Text block:
▶

The Five Stages of Exam Stress at Loughborough

“EXAM DATES ANNOUNCED”… continues to not revise


Cockiness…

You’re sitting with your Mum and your cat in the living room watching reruns of Come Dine with Me, when suddenly you get the email: ‘EXAM DATES ANNOUNCED’, or something similar to that horrific statement. Your heart fills with dread. Exams? But it’s the Easter holidays, you haven’t even finished your coursework yet. You go on to find that you have three exams in two weeks. The unsavoury reminder of exams puts you off from the MaltEaster bunny you were about to obliterate… for five seconds. Exams are ages away. Literally a month and a bit.

Procrastination, procrastination, procrastination

Everyone procrastinates. It’s a natural human reaction. You’re a few weeks into the term now, coursework still isn’t finished and exams are starting in two weeks. Procrastination takes many forms. To list a few: shopping, wandering around Loughborough (even though that’s pointless), cleaning, eating, going out, taking a three hour shower, scrolling through your phone for 9 years. Then you continue to watch Netflix stressfully.

Getting ‘a bit of fresh air’ to procrastinate

Why won’t my brain work?

◀

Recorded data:
▶

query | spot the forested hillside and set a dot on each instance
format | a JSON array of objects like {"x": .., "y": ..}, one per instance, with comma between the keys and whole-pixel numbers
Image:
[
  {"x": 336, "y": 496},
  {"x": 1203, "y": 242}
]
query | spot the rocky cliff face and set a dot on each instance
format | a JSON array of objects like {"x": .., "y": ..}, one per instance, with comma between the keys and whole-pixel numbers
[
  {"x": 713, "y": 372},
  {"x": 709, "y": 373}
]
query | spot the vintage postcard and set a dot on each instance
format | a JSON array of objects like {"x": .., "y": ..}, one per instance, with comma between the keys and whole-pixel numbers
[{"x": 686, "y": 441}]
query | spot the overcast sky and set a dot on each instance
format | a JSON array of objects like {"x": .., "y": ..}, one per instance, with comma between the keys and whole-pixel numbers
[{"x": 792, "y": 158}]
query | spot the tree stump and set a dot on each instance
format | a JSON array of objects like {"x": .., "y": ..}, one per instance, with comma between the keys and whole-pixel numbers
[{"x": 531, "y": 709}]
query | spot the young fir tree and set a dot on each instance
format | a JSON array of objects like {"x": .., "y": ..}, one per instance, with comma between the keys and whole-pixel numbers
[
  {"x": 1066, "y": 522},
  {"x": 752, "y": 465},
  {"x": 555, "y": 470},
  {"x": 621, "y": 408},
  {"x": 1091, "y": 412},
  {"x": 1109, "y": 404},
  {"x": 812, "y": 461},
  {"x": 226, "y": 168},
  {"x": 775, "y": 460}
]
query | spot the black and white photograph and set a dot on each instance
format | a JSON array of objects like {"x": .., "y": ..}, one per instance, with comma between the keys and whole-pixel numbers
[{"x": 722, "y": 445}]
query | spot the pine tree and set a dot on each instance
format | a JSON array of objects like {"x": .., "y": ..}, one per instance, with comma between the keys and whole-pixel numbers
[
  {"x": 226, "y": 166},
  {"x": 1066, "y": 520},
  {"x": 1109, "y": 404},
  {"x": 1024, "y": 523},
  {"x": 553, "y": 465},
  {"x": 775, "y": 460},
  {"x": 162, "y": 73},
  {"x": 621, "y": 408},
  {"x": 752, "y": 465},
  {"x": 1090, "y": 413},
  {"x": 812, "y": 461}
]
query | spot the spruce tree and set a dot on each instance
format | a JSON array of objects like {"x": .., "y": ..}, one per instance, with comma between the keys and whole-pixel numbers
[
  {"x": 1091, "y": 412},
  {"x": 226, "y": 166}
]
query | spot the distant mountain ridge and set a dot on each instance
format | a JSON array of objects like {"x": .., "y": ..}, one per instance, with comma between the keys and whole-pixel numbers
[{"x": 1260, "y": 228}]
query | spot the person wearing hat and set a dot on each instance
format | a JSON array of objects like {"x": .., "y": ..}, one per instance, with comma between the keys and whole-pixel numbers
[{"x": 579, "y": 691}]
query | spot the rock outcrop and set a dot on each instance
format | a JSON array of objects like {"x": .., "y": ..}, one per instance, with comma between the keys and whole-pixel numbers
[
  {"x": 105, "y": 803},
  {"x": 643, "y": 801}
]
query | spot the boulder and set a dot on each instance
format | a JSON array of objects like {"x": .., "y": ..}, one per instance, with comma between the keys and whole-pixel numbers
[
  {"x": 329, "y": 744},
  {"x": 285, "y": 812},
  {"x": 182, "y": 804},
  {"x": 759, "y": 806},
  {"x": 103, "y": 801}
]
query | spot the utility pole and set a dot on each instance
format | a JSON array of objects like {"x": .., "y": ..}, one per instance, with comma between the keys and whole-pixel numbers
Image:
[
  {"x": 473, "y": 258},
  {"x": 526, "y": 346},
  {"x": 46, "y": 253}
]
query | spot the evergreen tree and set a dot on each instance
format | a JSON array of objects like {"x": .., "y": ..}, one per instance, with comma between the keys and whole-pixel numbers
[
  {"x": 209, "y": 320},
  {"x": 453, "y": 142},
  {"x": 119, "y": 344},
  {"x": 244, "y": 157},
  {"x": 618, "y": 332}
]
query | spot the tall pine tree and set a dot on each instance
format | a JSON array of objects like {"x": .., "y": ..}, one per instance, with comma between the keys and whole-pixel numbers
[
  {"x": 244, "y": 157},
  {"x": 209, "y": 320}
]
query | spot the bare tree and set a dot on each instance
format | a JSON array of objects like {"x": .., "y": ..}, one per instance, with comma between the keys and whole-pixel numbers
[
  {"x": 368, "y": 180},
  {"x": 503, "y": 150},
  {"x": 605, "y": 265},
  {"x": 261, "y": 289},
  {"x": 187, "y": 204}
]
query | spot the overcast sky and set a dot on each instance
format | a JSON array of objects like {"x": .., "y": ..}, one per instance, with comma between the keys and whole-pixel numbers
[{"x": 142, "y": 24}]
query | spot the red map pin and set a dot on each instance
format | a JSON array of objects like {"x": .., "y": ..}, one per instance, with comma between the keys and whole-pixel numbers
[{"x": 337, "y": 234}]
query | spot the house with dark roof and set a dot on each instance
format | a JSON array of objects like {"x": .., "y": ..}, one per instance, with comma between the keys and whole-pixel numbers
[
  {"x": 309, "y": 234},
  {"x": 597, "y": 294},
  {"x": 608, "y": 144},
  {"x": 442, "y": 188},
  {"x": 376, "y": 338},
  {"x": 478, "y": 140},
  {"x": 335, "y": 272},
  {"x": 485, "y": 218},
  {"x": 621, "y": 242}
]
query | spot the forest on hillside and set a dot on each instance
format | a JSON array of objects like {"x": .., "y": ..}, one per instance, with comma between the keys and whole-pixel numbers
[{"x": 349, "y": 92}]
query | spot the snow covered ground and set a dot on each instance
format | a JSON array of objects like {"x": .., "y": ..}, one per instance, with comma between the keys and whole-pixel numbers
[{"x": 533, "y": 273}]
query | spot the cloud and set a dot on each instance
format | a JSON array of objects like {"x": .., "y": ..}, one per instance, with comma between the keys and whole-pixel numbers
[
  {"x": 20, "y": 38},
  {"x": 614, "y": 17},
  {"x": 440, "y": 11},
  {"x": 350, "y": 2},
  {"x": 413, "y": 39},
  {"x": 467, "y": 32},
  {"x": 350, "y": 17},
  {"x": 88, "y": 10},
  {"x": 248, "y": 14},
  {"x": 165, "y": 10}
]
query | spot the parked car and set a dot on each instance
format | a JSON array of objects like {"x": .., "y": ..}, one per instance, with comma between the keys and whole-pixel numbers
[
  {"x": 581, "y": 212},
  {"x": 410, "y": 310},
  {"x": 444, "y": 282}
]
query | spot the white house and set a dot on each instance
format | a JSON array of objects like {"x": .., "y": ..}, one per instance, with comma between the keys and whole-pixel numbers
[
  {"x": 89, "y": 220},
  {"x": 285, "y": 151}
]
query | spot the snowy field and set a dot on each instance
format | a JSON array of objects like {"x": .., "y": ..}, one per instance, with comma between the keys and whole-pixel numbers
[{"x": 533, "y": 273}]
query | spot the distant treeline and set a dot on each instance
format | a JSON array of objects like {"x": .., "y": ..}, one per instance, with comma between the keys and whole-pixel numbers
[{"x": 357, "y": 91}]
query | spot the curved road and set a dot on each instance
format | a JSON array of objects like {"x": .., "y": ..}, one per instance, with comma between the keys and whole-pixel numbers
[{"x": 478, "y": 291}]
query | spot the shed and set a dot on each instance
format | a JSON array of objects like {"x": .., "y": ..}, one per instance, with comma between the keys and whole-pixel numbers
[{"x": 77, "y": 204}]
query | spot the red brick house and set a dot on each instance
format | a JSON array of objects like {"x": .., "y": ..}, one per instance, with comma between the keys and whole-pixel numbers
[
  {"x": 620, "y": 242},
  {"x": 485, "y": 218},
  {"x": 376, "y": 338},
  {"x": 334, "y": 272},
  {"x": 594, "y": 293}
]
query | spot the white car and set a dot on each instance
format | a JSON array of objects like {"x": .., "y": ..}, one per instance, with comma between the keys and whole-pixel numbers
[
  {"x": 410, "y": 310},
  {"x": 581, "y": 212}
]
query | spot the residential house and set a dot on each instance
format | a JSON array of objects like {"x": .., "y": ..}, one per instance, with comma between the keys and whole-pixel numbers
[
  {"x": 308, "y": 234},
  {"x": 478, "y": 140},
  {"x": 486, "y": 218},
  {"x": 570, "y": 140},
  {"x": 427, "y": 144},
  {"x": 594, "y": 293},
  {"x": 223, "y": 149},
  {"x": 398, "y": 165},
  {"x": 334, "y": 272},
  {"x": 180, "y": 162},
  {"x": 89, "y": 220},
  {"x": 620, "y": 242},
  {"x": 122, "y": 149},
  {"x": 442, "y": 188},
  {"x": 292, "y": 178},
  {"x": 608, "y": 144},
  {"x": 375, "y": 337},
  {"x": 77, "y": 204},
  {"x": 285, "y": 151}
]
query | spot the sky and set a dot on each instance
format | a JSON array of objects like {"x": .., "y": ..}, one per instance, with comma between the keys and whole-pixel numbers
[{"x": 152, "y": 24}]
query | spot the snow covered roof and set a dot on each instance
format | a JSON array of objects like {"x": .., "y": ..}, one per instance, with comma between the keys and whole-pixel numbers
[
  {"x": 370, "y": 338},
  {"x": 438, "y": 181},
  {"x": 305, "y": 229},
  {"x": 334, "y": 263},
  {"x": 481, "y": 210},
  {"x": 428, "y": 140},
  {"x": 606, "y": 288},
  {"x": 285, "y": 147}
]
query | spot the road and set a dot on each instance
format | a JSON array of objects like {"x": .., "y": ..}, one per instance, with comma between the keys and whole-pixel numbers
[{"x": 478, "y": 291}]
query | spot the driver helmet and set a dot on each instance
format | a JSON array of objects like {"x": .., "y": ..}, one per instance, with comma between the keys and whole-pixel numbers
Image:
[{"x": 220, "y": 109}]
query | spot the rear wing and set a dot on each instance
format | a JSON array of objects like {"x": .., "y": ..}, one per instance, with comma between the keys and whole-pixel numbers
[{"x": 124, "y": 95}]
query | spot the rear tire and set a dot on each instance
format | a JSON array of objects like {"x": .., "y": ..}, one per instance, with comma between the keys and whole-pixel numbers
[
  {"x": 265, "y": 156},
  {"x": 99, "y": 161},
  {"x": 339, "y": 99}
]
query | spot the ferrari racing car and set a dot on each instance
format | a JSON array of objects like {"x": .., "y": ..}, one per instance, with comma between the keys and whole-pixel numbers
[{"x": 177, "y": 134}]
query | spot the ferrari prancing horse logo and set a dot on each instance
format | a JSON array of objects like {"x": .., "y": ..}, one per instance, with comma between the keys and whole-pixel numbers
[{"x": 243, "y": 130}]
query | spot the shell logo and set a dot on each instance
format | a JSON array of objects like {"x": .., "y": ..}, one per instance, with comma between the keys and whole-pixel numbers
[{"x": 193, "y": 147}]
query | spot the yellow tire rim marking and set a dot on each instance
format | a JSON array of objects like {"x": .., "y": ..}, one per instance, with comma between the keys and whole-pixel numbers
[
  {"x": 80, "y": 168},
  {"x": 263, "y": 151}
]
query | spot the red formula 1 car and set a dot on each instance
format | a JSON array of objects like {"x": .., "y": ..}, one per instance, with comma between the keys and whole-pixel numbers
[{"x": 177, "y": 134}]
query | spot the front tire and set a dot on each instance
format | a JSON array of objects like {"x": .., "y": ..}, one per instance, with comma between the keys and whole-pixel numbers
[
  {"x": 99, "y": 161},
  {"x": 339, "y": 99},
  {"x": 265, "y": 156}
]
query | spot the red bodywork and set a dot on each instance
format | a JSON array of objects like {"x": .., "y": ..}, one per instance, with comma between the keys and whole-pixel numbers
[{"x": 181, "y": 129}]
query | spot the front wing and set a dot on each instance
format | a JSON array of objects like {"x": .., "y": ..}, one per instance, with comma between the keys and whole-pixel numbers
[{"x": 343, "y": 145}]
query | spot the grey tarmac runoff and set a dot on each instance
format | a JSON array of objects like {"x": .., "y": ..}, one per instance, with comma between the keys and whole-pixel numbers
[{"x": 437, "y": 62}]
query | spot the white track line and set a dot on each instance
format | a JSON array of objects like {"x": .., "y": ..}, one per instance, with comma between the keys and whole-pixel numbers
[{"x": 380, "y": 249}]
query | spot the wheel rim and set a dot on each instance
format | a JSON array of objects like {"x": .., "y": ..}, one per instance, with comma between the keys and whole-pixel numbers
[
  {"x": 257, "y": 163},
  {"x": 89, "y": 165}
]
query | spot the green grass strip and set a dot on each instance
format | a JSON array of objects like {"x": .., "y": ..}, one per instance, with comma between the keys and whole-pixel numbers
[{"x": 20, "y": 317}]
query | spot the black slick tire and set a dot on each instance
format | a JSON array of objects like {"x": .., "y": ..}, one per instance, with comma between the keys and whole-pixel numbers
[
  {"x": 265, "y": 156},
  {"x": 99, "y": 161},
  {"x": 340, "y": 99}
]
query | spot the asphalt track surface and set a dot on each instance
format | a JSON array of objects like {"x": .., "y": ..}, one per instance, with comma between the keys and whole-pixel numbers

◀

Questions:
A: In the exam stress article, how many exams does the email reveal, and over what span of time?
B: Please repeat the passage of the exam stress article that opens with the words containing "You’re sitting with" and closes with "month and a bit.".

Task-by-task answers:
A: Three exams in two weeks.

B:
You’re sitting with your Mum and your cat in the living room watching reruns of Come Dine with Me, when suddenly you get the email: ‘EXAM DATES ANNOUNCED’, or something similar to that horrific statement. Your heart fills with dread. Exams? But it’s the Easter holidays, you haven’t even finished your coursework yet. You go on to find that you have three exams in two weeks. The unsavoury reminder of exams puts you off from the MaltEaster bunny you were about to obliterate… for five seconds. Exams are ages away. Literally a month and a bit.